### TASK GOAL
Return the entries in their entirety, precisely as given.

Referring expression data
========================================================================

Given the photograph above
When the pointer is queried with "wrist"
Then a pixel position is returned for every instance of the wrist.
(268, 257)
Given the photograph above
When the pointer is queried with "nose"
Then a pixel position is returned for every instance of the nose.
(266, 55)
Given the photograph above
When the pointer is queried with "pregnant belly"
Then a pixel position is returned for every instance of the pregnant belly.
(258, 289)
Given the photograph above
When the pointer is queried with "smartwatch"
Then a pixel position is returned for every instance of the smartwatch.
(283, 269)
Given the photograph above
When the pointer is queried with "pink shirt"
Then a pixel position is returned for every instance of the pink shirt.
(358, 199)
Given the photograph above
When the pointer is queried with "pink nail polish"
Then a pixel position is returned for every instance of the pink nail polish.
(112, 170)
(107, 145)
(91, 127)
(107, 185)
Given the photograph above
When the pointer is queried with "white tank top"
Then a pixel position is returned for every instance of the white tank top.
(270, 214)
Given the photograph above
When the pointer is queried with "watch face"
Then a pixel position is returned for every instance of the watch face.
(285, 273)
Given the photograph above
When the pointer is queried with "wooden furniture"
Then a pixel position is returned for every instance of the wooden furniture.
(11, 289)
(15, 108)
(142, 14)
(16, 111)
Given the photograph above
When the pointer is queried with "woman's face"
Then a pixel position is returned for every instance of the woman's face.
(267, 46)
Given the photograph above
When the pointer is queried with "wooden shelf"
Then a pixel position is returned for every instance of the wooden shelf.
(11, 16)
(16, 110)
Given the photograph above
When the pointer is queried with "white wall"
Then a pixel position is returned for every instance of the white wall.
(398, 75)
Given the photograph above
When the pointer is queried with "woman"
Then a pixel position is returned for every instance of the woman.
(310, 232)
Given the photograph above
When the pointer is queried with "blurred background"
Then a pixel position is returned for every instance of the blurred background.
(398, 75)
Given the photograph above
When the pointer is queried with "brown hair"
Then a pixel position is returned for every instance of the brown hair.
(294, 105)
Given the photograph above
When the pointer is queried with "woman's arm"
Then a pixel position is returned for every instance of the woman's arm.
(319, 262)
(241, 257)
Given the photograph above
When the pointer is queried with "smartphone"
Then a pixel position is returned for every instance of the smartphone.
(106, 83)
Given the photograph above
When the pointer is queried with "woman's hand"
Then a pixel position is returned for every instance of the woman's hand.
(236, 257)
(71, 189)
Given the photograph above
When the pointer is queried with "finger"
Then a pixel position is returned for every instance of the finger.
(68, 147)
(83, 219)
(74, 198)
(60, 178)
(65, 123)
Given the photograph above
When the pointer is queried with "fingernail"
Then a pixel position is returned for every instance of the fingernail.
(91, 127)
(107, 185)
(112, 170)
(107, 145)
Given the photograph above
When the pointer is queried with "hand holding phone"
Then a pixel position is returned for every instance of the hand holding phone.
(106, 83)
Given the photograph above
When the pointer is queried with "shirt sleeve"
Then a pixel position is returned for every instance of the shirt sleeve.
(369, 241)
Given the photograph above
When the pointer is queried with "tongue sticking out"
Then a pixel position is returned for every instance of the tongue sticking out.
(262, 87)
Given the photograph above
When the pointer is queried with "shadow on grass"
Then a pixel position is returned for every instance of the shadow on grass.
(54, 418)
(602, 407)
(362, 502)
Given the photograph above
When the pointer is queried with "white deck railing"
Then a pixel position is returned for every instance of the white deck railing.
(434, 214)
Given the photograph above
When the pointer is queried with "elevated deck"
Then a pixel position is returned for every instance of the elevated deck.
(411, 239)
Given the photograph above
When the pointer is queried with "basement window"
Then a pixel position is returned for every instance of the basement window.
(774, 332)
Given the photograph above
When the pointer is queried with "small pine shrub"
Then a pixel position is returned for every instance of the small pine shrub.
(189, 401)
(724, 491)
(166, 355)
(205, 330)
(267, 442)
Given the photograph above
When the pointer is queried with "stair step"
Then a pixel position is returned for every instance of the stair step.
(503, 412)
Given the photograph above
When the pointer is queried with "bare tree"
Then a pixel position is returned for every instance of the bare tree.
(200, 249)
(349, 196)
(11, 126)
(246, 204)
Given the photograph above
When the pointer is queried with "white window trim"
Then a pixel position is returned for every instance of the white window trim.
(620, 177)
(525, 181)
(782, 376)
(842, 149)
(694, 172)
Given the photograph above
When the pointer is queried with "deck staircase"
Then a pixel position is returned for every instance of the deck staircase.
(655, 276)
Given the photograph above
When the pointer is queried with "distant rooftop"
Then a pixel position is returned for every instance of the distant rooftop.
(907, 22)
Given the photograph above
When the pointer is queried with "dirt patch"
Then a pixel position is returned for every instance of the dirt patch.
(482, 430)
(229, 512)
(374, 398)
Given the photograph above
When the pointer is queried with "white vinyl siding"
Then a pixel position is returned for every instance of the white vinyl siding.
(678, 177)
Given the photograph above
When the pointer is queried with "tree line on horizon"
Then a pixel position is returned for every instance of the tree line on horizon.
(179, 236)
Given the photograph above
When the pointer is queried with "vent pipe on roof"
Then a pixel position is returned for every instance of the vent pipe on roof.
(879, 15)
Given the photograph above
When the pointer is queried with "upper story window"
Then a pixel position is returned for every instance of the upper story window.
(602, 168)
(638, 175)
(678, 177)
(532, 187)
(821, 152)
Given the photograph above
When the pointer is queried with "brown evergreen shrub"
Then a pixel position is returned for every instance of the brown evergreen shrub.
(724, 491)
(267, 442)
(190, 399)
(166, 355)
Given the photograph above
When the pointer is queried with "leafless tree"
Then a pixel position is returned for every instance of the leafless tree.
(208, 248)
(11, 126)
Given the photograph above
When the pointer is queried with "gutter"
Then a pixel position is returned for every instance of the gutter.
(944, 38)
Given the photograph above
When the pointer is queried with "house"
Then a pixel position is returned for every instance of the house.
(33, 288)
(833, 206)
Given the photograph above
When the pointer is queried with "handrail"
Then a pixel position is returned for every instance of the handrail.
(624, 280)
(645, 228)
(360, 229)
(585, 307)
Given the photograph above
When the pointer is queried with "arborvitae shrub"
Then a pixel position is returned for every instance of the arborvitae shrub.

========================================================================

### OUTPUT FOR THIS TASK
Given the photograph above
When the pointer is queried with "wrist"
Then a pixel position is returned for every instance of the wrist.
(268, 257)
Given the photograph above
When the pointer is queried with "nose"
Then a pixel position is returned for every instance of the nose.
(266, 55)
Given the photograph above
When the pointer is queried with "pregnant belly"
Then a pixel position is returned for every instance of the pregnant belly.
(258, 289)
Given the photograph above
When the pointer is queried with "smartwatch"
Then a pixel position is returned for every instance of the smartwatch.
(283, 269)
Given the photograph above
When the pointer is queried with "pink shirt"
Then a pixel position is returned for every instance of the pink shirt.
(358, 199)
Given the photograph above
When the pointer is queried with "pink nail polish"
Then a pixel position is returned for every instance of the pink nail polish.
(112, 170)
(107, 145)
(91, 127)
(107, 185)
Given the photograph above
When the pointer is queried with "white tank top"
Then a pixel position is returned for every instance of the white tank top.
(270, 214)
Given the photograph above
When the pointer is queried with "watch face"
Then a pixel position is returned for every instance of the watch face.
(285, 273)
Given the photograph above
When the pointer is queried with "wooden furniture"
Then a pixel position is returned for every instance of the wooden furniture.
(11, 289)
(15, 108)
(142, 14)
(16, 111)
Given the photograph above
When the pointer is queried with "woman's face"
Then a pixel position is returned for every instance of the woman's face.
(267, 46)
Given the photograph above
When the pointer is queried with "wooden shelf"
Then a pixel position is returned for every instance of the wooden shelf.
(11, 16)
(16, 110)
Given the photograph above
When the pointer is queried with "white wall"
Then a pixel position is returned for every instance of the white wall.
(398, 75)
Given the photograph above
When the pointer is queried with "woman"
Then a pixel position is returned for every instance of the woman.
(310, 232)
Given the photograph above
When the pointer is queried with "blurred background"
Then a pixel position is returned for every instance of the blurred background.
(398, 75)
Given the photograph above
When the pointer is queried with "brown hair"
Then a pixel position is returned for every instance of the brown hair.
(294, 105)
Given the photograph above
When the pointer is queried with "woman's arm"
Then a pixel position is returned for every instance of the woman's arm.
(319, 262)
(241, 257)
Given the photograph above
When the pointer is queried with "smartphone"
Then a pixel position is returned for every instance of the smartphone.
(106, 83)
Given the photograph above
When the pointer is queried with "woman's hand"
Then a pixel position is returned for every instance of the woman's hand.
(236, 257)
(71, 189)
Given the photograph above
When the pointer is queried with "finger"
Then a pixel position is returned for every instance of the finger.
(68, 147)
(83, 219)
(74, 198)
(60, 178)
(65, 123)
Given the photograph above
When the pointer is queried with "fingernail"
Then a pixel position is returned for every instance of the fingernail.
(91, 127)
(107, 185)
(112, 170)
(107, 145)
Given the photograph above
When the pointer is queried with "hand holding phone"
Then a pixel position is returned for every instance of the hand holding phone.
(106, 83)
Given the photograph above
When the pointer is queried with "shirt sleeve"
Then a pixel position is returned for every instance of the shirt sleeve.
(369, 241)
Given the photograph above
When the pointer is queried with "tongue sticking out"
Then a pixel position is returned for every instance of the tongue sticking out.
(262, 87)
Given the photograph above
When the pointer is queried with "shadow on grass"
Then a pixel position is returned for every instance of the shadow on grass.
(54, 418)
(602, 407)
(362, 502)
Given the photograph above
When the pointer is queried with "white deck railing"
Then a pixel position is returned for every instance of the white deck railing.
(434, 214)
Given the photograph above
When the pointer is queried with "elevated deck"
Then a pixel position is returned for every instance of the elevated deck.
(411, 239)
Given the photograph above
When the pointer is queried with "basement window"
Then a pixel position is returned for every instance of the basement window.
(774, 332)
Given the photograph above
When the pointer is queried with "small pine shrub"
Then a pixel position is returned for every instance of the small pine shrub.
(189, 401)
(724, 491)
(166, 355)
(205, 330)
(267, 442)
Given the photograph above
When the pointer is queried with "stair step"
Then a pixel position is returned for every instance of the stair step.
(503, 412)
Given the photograph above
When the pointer is queried with "bare tree"
Then a pixel position is returned for every instance of the bare tree.
(200, 249)
(349, 196)
(11, 126)
(246, 204)
Given the photograph above
When the pointer is queried with "white window trim"
Then a pixel position is returned for every instance of the white window trim.
(620, 177)
(525, 181)
(782, 376)
(842, 149)
(694, 172)
Given the photograph above
When the pointer is queried with "deck staircase"
Then a pixel position is returned for every instance of the deck staircase.
(655, 276)
Given the photograph above
When the pointer is queried with "distant rooftop"
Then a pixel position is returned for every instance of the distant rooftop.
(907, 22)
Given the photograph above
When the pointer is queried with "dirt patch"
Then a pixel position is returned for every instance of the dirt patch.
(482, 430)
(229, 512)
(374, 398)
Given the photograph above
When the pointer is queried with "white vinyl siding"
Then a pixel position is returned for every instance of the white vinyl siding.
(678, 177)
Given the photograph above
When the pointer is queried with "tree line on horizon"
Then a pixel position is returned for every instance of the tree line on horizon.
(179, 236)
Given the photograph above
When the pointer is queried with "vent pipe on roof"
Then a pixel position is returned for every instance of the vent pipe on roof.
(879, 15)
Given the photograph above
When the pointer is queried with "upper story window"
Then a pixel position is returned for every instance of the upper story window.
(602, 168)
(638, 175)
(678, 177)
(532, 187)
(821, 152)
Given the photograph above
When the pointer is queried with "brown evergreen shrub"
Then a pixel position is returned for every instance of the brown evergreen shrub.
(724, 491)
(267, 442)
(190, 399)
(166, 355)
Given the photograph above
When the pointer is queried with "leafless tree"
Then a pixel position is returned for every instance of the leafless tree.
(208, 248)
(11, 126)
Given the photograph above
When the pointer is queried with "gutter"
Then a pixel position is returned for every instance of the gutter.
(944, 38)
Given the photograph above
When the pointer is queried with "house"
Then a pixel position is returned for every instance of the house.
(33, 288)
(833, 206)
Given the photograph above
When the pointer is queried with "handrail"
Then a pixel position is returned for every instance of the handrail.
(624, 280)
(645, 228)
(360, 229)
(585, 307)
Given the photograph above
When the pointer is queried with "arborvitae shrub"
Then a pixel position is returned for every instance of the arborvitae shrub.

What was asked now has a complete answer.